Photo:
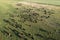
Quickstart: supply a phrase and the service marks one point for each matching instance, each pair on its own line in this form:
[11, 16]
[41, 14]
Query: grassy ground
[28, 23]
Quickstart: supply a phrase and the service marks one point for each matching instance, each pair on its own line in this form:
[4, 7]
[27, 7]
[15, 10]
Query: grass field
[24, 22]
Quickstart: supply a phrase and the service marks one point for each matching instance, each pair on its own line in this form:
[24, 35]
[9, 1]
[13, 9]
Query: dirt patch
[38, 5]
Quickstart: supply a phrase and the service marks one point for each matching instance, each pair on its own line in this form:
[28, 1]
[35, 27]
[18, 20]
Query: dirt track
[39, 5]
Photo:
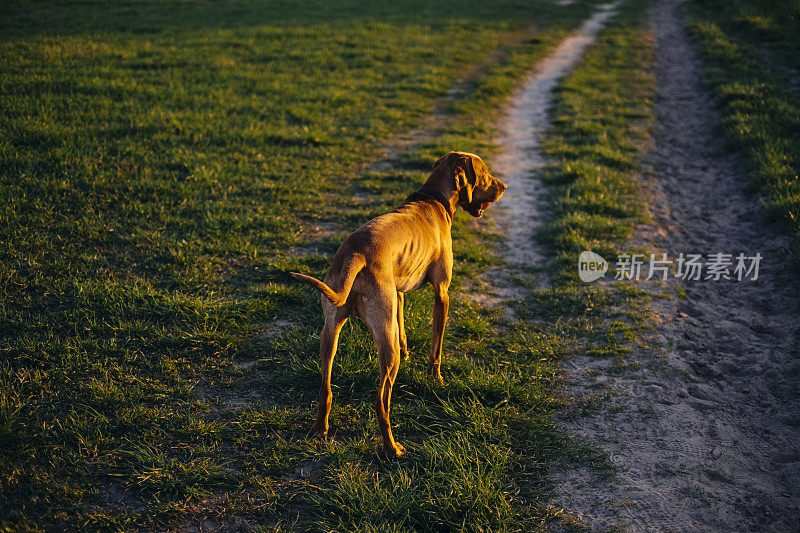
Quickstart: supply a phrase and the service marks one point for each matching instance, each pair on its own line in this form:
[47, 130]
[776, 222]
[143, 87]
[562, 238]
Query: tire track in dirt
[520, 159]
[707, 434]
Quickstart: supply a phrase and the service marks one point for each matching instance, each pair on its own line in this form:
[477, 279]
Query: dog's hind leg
[335, 317]
[401, 328]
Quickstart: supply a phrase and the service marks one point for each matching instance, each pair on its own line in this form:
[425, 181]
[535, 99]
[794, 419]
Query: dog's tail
[350, 270]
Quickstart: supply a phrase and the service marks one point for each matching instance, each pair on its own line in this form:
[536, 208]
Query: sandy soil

================

Pull out the text of every entry above word for word, leaving the pictures out.

Photo:
Quickstart: supply a phrase and the service marks one point for each matching instance, each pair on its own line in this form:
[11, 16]
[41, 14]
Query: grassy ground
[28, 23]
Quickstart: supply a phrase and the service marks one point for each matching instance, each pair on its own line in this form:
[4, 7]
[27, 7]
[15, 10]
Query: grass field
[24, 22]
Quickstart: supply a phrase and the service marks one point for each matching instance, each pair on its own line in this form:
[24, 35]
[9, 1]
[13, 9]
Query: dirt patch
[38, 5]
Quickstart: supply a phrase and the service marks one point for each matching instance, each pair on its own line in this form:
[28, 1]
[35, 27]
[18, 20]
Query: dirt track
[39, 5]
Photo:
Quickstart: supply a phrase and the service marks one point for each matching instance, each pair on its own line in this form:
[47, 130]
[776, 222]
[143, 87]
[562, 238]
Query: tire track in dirt
[520, 159]
[707, 434]
Quickstart: supply a phrase and the service marks one point for each matching instance, each pair on its own line in this form:
[477, 279]
Query: dog's hind leg
[335, 317]
[401, 328]
Quickstart: supply a phrase and the service marks one point for each matching instance, each pair on its own line in this form:
[425, 181]
[535, 99]
[794, 419]
Query: dog's tail
[350, 270]
Quickstart: supply a phrase and the service marks one point for each matching instance, each pair on its own line in this form:
[536, 208]
Query: sandy soil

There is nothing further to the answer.